### Exercise brief
Your reply should be an exact copy of the lines from the one that holds "hey friend, see the picture above? find every front" to the end of the data below.

++++++++

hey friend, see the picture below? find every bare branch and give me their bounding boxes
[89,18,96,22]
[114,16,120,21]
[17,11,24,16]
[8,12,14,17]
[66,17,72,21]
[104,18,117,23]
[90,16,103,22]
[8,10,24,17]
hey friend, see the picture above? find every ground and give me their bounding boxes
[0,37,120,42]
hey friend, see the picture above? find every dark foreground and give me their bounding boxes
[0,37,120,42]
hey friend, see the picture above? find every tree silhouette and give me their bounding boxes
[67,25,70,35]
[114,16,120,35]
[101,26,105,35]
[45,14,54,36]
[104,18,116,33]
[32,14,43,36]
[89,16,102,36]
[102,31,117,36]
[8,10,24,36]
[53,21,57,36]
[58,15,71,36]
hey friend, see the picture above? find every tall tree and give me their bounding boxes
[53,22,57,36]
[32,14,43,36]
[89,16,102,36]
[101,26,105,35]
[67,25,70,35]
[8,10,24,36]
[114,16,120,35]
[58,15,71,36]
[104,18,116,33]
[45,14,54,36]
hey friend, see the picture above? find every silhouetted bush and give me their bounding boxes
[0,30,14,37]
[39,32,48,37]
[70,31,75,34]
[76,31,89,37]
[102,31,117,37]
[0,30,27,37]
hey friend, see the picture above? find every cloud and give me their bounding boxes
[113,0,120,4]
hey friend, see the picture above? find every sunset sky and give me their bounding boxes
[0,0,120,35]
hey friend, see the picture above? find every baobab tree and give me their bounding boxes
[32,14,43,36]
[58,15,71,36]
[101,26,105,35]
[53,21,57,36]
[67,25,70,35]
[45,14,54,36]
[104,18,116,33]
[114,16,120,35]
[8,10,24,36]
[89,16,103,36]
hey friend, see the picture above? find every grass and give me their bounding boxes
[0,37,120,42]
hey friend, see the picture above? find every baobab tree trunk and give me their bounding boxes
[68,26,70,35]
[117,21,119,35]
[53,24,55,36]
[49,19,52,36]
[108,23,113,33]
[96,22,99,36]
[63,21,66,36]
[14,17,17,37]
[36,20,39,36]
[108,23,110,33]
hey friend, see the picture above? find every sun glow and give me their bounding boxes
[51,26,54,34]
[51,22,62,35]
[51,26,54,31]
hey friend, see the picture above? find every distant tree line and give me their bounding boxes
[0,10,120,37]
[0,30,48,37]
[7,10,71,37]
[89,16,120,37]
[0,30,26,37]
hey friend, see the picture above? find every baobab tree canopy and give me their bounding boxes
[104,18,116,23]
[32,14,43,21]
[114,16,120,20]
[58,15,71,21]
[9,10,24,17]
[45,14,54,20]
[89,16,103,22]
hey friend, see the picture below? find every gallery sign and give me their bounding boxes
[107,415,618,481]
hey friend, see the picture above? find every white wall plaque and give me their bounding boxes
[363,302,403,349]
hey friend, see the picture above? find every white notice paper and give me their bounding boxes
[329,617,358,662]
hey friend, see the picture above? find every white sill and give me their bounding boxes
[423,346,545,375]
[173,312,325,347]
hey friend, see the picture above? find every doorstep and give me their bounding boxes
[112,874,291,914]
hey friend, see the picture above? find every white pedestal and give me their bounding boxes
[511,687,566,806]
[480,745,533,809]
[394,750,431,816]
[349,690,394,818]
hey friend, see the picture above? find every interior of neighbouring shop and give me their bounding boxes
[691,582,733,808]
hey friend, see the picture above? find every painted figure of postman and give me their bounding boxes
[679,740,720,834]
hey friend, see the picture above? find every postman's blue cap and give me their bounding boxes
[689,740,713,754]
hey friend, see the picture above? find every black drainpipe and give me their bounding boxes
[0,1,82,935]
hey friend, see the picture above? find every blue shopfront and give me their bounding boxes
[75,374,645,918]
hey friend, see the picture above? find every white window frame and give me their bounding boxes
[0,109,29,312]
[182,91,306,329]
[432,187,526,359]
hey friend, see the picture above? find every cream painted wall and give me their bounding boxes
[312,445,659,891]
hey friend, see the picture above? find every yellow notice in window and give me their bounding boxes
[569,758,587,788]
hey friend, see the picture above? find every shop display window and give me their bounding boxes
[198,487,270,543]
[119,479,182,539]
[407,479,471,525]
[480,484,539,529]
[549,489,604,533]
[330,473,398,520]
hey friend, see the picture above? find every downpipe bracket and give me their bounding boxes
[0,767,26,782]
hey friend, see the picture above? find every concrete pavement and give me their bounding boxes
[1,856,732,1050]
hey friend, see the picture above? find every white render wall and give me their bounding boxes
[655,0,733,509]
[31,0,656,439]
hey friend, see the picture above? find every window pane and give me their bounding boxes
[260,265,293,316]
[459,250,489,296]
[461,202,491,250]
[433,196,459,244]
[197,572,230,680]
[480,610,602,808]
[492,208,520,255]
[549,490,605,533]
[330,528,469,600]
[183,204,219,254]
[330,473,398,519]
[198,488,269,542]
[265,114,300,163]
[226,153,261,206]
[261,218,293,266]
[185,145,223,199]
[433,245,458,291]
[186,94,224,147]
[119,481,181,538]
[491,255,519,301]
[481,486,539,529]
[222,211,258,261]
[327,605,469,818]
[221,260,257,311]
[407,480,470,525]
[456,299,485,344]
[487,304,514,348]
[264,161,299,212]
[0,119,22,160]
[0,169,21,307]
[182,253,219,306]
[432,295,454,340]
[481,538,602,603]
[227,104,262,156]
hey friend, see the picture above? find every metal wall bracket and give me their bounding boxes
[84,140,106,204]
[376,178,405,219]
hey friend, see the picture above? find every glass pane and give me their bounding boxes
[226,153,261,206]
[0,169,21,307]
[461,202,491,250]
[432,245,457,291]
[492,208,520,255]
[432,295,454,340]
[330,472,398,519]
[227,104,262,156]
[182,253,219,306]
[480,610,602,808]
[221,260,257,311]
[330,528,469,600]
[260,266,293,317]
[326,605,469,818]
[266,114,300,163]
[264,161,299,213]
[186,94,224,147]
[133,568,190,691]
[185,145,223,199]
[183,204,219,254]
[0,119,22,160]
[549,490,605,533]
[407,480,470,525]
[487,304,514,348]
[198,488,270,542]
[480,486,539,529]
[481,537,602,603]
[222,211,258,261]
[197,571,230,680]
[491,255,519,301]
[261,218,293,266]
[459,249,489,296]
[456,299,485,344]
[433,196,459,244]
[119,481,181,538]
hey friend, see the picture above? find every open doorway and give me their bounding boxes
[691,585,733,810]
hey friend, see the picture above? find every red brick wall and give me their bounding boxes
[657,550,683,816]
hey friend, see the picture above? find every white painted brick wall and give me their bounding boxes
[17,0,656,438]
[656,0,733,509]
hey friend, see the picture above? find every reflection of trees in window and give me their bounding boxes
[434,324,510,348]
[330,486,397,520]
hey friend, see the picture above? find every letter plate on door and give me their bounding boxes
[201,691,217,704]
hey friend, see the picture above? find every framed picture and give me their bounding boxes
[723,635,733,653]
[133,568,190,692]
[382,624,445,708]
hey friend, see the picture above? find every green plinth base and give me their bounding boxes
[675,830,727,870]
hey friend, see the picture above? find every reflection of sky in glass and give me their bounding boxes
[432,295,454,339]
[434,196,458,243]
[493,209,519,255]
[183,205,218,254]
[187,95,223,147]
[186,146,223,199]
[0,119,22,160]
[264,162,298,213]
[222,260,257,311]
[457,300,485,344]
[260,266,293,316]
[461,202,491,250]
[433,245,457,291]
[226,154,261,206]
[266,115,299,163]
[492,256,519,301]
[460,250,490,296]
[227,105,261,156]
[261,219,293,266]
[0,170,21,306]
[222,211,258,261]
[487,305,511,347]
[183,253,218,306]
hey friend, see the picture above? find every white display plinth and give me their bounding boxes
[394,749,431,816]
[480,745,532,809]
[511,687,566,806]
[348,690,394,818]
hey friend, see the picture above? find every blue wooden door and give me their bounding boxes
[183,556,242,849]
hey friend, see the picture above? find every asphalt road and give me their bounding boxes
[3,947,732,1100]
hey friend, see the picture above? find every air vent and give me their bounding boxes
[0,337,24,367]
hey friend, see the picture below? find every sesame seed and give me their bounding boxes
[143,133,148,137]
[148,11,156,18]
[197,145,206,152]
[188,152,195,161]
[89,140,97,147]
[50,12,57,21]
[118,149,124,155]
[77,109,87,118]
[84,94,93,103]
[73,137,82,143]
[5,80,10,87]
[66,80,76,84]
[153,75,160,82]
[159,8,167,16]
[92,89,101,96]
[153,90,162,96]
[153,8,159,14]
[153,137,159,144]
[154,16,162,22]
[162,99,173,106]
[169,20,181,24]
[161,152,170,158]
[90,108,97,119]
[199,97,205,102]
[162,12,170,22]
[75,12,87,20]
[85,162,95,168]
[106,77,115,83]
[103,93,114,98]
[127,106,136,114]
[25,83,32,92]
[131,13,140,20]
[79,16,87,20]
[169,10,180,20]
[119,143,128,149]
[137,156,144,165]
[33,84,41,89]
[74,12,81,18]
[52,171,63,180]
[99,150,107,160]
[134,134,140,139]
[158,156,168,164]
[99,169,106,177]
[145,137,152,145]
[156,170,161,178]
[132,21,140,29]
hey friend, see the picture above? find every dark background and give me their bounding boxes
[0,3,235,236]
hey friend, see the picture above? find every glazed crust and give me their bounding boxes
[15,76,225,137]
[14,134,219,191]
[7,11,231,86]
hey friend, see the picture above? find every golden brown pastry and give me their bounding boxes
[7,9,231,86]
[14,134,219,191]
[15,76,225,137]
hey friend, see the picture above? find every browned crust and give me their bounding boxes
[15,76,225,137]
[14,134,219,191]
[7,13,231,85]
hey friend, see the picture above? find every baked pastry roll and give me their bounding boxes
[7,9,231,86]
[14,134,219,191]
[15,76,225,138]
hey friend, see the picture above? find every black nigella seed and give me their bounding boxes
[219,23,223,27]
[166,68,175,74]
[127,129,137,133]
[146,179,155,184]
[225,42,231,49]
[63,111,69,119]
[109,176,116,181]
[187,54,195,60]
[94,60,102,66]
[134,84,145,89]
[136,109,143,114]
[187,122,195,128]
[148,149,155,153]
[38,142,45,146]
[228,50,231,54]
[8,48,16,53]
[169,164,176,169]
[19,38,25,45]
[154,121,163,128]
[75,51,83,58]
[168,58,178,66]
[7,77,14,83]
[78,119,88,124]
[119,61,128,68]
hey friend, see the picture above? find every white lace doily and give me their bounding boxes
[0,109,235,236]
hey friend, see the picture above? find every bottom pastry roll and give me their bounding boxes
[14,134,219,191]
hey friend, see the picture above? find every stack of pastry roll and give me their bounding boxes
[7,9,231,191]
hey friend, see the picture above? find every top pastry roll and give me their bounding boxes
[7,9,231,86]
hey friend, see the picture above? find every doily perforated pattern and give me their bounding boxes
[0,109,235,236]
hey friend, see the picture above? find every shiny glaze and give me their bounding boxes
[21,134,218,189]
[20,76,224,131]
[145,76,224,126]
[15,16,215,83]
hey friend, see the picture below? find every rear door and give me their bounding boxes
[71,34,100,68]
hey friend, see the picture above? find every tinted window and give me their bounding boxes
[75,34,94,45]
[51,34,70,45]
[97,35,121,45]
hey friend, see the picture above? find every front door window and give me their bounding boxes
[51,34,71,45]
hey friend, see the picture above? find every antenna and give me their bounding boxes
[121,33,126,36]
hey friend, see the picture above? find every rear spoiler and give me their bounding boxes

++++++++

### Answer for this exercise
hey friend, see the picture above? find every front door window and give me their bounding boxes
[51,34,71,45]
hey friend, see the picture above? find every antenna and give me their bounding boxes
[121,33,126,36]
hey friend, see the picture above? find every rear spoiler and give me their bounding boxes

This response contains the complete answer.